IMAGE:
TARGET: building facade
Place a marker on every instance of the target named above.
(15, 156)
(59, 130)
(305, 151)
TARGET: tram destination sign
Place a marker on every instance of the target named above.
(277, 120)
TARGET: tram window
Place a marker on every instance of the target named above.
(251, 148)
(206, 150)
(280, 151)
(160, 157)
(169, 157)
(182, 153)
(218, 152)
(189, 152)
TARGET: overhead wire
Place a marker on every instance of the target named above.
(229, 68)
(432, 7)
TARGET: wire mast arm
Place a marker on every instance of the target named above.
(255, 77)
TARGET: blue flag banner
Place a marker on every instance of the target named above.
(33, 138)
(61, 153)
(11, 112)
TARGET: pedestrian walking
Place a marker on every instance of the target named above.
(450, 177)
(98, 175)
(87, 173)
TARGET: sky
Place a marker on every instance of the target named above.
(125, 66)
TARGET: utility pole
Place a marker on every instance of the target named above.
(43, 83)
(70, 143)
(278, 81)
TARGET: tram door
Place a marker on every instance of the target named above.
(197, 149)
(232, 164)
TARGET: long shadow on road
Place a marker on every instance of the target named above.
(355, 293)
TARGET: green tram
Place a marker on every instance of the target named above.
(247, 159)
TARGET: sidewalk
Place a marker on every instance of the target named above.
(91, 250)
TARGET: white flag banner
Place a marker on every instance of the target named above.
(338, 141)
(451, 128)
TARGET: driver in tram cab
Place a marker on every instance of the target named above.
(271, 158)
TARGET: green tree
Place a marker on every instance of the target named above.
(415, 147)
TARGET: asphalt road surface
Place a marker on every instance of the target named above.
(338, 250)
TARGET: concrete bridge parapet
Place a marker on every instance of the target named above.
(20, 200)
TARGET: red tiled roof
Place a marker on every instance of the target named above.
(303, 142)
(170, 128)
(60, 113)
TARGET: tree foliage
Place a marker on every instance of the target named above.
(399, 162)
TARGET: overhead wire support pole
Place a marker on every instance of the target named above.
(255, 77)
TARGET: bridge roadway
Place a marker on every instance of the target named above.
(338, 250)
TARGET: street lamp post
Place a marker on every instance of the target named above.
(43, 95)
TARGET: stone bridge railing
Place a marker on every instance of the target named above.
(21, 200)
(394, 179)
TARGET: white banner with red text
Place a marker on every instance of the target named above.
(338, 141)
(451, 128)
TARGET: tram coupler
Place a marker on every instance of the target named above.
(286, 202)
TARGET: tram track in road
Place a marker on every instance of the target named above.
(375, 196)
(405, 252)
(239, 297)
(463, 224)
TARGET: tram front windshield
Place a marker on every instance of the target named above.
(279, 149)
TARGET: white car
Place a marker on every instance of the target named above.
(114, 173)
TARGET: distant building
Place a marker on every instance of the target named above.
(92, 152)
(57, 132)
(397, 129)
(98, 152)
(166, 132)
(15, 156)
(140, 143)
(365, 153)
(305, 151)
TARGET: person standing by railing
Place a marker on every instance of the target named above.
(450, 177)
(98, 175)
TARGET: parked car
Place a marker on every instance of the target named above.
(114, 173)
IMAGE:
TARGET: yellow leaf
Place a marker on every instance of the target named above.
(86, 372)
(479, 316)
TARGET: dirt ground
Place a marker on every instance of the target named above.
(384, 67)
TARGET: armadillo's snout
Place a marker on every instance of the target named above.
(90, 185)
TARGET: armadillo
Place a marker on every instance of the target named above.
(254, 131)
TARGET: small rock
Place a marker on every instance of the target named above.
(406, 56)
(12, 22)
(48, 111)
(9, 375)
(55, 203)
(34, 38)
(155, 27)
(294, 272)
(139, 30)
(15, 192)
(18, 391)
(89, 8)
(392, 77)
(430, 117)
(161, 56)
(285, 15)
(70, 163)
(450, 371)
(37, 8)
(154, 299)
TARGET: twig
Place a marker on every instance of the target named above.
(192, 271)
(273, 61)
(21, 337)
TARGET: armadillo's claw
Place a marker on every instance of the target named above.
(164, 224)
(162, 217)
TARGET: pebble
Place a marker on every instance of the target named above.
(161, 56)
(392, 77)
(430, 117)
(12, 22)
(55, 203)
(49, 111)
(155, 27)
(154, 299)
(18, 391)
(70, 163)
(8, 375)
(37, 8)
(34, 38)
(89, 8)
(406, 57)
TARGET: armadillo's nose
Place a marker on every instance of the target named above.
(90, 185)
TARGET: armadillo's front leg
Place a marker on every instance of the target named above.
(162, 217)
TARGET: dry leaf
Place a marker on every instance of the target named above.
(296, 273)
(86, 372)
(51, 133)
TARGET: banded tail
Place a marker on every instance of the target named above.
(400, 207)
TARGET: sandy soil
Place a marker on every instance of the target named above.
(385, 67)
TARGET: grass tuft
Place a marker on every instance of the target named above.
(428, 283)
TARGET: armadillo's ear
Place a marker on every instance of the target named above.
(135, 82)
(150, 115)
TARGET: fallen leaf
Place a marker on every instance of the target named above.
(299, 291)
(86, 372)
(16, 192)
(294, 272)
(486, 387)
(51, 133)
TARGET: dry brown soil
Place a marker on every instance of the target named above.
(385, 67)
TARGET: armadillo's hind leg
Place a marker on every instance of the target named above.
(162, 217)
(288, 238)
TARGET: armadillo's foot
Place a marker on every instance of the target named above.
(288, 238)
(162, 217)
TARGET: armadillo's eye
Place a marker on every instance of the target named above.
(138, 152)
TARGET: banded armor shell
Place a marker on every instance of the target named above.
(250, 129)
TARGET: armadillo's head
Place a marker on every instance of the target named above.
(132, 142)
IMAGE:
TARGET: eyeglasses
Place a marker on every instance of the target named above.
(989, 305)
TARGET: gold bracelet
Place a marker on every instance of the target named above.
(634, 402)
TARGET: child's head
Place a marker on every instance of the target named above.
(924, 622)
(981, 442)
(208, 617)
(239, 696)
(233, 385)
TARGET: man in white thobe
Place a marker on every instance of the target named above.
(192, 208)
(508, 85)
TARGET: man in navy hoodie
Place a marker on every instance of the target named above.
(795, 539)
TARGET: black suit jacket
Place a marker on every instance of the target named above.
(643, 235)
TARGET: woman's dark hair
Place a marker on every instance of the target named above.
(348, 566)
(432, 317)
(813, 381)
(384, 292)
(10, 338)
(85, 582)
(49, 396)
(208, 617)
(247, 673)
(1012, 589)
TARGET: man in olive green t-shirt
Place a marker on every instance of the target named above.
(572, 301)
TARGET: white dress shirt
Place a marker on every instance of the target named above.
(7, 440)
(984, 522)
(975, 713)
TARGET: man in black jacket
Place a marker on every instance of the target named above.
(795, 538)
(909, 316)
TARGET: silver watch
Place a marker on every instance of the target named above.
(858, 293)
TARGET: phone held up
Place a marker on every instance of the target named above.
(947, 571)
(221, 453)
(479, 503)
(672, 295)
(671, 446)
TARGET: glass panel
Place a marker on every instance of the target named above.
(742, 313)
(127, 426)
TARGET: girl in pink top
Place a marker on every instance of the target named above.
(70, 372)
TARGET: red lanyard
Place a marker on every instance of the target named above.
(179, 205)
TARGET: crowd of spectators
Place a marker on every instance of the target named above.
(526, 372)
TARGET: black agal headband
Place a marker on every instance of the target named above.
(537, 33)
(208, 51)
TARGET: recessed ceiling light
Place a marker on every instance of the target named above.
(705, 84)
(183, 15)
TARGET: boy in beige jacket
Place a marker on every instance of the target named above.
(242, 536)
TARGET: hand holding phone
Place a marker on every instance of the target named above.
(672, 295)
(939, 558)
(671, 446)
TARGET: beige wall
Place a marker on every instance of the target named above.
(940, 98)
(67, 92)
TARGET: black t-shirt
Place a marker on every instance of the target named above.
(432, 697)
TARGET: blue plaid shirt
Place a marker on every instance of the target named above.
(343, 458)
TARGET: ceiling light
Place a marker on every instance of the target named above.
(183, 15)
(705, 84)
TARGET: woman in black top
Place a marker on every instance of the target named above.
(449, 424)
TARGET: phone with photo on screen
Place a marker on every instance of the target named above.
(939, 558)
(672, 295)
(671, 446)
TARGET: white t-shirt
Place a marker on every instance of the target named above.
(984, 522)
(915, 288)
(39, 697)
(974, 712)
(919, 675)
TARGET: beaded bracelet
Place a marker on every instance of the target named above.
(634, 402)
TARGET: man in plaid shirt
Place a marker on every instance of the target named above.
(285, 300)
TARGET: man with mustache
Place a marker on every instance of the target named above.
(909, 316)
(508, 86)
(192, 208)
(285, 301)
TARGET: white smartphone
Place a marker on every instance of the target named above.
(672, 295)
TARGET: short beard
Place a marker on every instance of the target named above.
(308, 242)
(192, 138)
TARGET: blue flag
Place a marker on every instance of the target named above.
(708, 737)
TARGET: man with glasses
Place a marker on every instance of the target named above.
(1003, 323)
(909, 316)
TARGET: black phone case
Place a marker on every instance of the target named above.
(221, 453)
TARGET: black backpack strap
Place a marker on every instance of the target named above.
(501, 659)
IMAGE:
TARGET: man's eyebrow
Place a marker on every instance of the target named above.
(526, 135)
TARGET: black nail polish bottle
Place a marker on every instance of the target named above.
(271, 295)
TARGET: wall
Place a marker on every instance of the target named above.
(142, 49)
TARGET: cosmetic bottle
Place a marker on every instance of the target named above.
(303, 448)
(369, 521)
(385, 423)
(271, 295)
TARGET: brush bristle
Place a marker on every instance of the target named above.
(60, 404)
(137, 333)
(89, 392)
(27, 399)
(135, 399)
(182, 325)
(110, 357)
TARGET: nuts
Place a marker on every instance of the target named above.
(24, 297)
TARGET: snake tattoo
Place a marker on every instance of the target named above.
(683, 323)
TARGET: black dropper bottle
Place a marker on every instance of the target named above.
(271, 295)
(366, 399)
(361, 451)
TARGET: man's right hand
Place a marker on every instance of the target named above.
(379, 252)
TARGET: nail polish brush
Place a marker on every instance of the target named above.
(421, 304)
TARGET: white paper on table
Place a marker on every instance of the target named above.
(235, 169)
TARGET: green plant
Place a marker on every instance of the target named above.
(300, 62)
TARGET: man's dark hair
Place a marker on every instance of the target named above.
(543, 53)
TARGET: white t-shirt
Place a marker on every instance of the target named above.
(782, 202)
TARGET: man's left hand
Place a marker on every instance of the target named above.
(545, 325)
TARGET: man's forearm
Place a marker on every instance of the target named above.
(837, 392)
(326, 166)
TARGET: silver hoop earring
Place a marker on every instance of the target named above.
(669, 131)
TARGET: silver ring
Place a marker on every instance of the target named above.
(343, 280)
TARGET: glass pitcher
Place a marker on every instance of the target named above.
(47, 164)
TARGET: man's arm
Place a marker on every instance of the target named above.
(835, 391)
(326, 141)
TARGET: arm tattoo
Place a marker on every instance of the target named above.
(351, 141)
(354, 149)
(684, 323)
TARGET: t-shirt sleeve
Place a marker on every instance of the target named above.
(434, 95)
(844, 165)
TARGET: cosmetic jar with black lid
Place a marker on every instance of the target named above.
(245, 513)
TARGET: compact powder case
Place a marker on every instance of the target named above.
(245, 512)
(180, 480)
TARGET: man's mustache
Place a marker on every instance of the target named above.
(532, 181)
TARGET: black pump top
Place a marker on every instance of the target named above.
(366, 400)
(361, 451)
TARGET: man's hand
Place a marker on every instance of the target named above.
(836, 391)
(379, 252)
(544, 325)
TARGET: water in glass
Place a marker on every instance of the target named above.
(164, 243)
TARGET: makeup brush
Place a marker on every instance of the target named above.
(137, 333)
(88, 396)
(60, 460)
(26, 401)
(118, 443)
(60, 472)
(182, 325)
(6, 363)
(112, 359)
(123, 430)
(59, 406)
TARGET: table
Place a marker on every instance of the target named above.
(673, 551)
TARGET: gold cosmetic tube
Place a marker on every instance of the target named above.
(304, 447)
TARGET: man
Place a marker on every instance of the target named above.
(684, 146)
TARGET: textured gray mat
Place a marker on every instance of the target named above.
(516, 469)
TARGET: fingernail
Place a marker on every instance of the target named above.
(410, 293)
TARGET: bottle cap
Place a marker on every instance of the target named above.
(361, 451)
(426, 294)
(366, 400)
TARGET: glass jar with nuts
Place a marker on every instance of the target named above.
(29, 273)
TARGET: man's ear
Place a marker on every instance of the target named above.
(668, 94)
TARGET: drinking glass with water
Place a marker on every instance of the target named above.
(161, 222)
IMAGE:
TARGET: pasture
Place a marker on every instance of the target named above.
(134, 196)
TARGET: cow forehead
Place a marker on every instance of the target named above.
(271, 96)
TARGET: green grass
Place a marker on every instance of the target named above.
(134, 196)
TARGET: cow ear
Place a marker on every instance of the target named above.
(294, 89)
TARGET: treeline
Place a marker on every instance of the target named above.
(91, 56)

----

**About this exercise**
Using the entries above, output exactly the lines between the line holding "TARGET: armadillo's hind leg" and the line holding "TARGET: man in white thobe", end lines included, and nothing more.

**Solution to the exercise**
TARGET: armadillo's hind leg
Place a marker on every instance of the target named above.
(162, 217)
(288, 238)
TARGET: armadillo's foot
Place a marker on every instance of the target named above.
(288, 238)
(162, 217)
TARGET: armadillo's eye
Place a marker on every instance of the target named above.
(138, 152)
TARGET: banded armor shell
Place a marker on every instance of the target named above.
(250, 129)
TARGET: armadillo's head
Place a marker on every instance of the target named above.
(132, 142)
IMAGE:
TARGET: eyeglasses
Place a marker on every instance of the target named above.
(989, 305)
TARGET: gold bracelet
Place a marker on every instance of the target named above.
(634, 402)
TARGET: child's head
Place a marker on every instance of the target named above.
(924, 622)
(981, 442)
(208, 617)
(239, 696)
(233, 385)
TARGET: man in white thobe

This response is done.